# Document:

Richard Pipes resisted the pressure to choose between historical and political specialisms. He matched his articles on Khrushchev and Brezhnev with works on the origins of Russian Marxism. His first book, on the foundation of the Soviet Union as a federation, published in 1954, remains the subject’s textbook. In the Seventies Solzhenitsyn attacked his writings on the Romanov autocracy, and their dispute was carried by Western external services radio stations to the USSR. Pipes was not unknown there. In 1966 his book on Russian Marxism so incensed the authorities that two official historians were deputed to write a denunciation: Mister Paips fal’ tsifitsiruyet istoriyu. If the variety and eminence of his critics are a criterion, Professor Pipes is in the front rank of Soviet studies.

This was recognised by President Reagan when he made Pipes Director of East European and Soviet Affairs on the National Security Council in 1981. He stayed in post for only a short time before resigning and returning to Harvard. In 1984 he published a notable article, ‘Can the Soviet Union reform?’, reflecting Ronald Reagan’s optimism that the Soviet political system could be pushed towards fundamental reforms if the West pummelled the Soviet economy by maintaining the international arms race. This was one of many standpoints in Sovietology at the time. Some on the political right declared adherence to it. On the left, too, there were those who felt that economic decline would compel a programme of reforms, arguing that, once Brezhnev’s gerontocrats had died off, a more sophisticated generation of party apparatchiki would volunteer as reformers. With hindsight, we can probably concur that both involuntary and voluntary factors were at work in the mid-Eighties. Mikhail Gorbachev was reacting to circumstances, but he also made circumstances. Yet Pipes’s article stands up pretty well as a prognosis of the early course of reforms in the USSR.

A central theme in his writing has always been the Revolution, and his latest book is intended as a summary of a lifetime’s work. It is as heavy as an average-size metal bust of Lenin (now, for the first time, allowed to be sold in second-hand bookshops in Russia); and the author, disposing of textual space as broad as the southern steppes, roams freely over the questions which interest him.

The book has so far been received courteously in the USSR. The reviewer for the government newspaper Izvestiya simply noted that the author puts forward impassioned opinions. Izvestiya also predicted, surely correctly, that Pipes’s chapters will be read enthusiastically when they are translated into Russian. Ironically, scholarly hackles are being raised in the USA, where criticism derives from the nature of Pipes’s interpretation of the Revolution and from the implications of this interpretation for the analysis of politics in West and East. His book partakes of the American conventional wisdom on the Russian Revolution from the Fifties and Sixties. It castigates socialism in all its forms. It portrays Lenin and Leninist ideology as the main motive forces for change in Russia between the February Revolution (when the Romanov monarchy collapsed) and the October Revolution. It derides the liberals and the moderate socialists for their various alleged failures of nerve and understanding; it suggests that a pre-emptive violent strike against the Bolsheviks would have saved the day. It recapitulates the awesome repression of the early post-1917 period and the onset of the Red Terror.

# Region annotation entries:
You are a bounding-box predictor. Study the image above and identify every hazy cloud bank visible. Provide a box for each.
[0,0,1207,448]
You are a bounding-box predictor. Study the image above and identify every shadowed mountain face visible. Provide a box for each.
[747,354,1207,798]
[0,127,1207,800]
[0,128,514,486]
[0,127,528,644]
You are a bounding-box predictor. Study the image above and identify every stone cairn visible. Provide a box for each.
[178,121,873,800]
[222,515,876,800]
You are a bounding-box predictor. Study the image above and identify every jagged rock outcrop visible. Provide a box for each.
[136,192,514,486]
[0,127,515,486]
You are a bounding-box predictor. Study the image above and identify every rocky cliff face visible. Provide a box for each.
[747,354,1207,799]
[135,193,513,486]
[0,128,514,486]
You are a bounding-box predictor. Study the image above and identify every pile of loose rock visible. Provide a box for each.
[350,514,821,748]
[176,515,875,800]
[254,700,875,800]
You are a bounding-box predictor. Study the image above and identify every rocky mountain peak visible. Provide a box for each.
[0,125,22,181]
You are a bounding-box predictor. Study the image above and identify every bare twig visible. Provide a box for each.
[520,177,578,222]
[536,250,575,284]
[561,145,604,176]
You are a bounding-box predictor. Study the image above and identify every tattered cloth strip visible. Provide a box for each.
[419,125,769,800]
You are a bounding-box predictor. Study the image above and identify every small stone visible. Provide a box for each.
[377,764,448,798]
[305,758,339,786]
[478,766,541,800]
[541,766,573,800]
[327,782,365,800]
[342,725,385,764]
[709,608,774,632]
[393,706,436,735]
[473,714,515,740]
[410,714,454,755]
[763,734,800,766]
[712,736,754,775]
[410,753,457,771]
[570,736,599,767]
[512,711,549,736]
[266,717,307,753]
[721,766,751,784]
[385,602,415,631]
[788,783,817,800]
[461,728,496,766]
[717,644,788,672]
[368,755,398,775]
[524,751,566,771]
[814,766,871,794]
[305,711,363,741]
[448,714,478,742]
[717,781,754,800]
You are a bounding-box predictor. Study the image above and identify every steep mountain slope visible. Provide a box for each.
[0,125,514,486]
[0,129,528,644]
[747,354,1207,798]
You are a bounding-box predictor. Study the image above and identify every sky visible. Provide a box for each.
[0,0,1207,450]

# Required actions:
[A] Format the stretch of the records from their first line through the line containing "[254,700,875,800]" as a JSON list of strings, one string per line, leaving out any blank lines.
[B] Resume the review of Richard Pipes's scholarship on Russia, starting right after its final sentence.

# Responses to the tasks:
[A]
[
  "You are a bounding-box predictor. Study the image above and identify every hazy cloud bank visible. Provide a box for each.",
  "[0,0,1207,448]",
  "You are a bounding-box predictor. Study the image above and identify every shadowed mountain face visible. Provide a box for each.",
  "[747,354,1207,798]",
  "[0,127,1207,800]",
  "[0,128,514,486]",
  "[0,127,528,644]",
  "You are a bounding-box predictor. Study the image above and identify every stone cairn visible. Provide a box for each.",
  "[178,121,873,800]",
  "[222,515,876,800]",
  "You are a bounding-box predictor. Study the image above and identify every jagged rock outcrop visible. Provide a box for each.",
  "[136,192,514,486]",
  "[0,127,515,486]",
  "You are a bounding-box predictor. Study the image above and identify every rocky cliff face visible. Provide a box for each.",
  "[747,354,1207,799]",
  "[135,193,513,486]",
  "[0,128,514,486]",
  "You are a bounding-box predictor. Study the image above and identify every pile of loose rock visible. Provide a box for each.",
  "[350,514,821,748]",
  "[176,515,875,800]",
  "[254,700,875,800]"
]

[B]
Professor Pipes has a lovely turn of phrase and a flair for enthralling narrative. He has no heroes, save for two men. The first is Stolypin. Pipes points out that Stolypin, as Nicholas II’s chief minister between 1906 and 1911, had an intelligent vision of reform in local administration as well as on the agrarian question. Stolypin’s policies were the monarchy’s last chance to stave off its own demise. Yet Nicholas II hated the activities of Stolypin as an intermediary between the throne and the Duma, and was far from distraught when he fell to an assassin’s bullet in 1911.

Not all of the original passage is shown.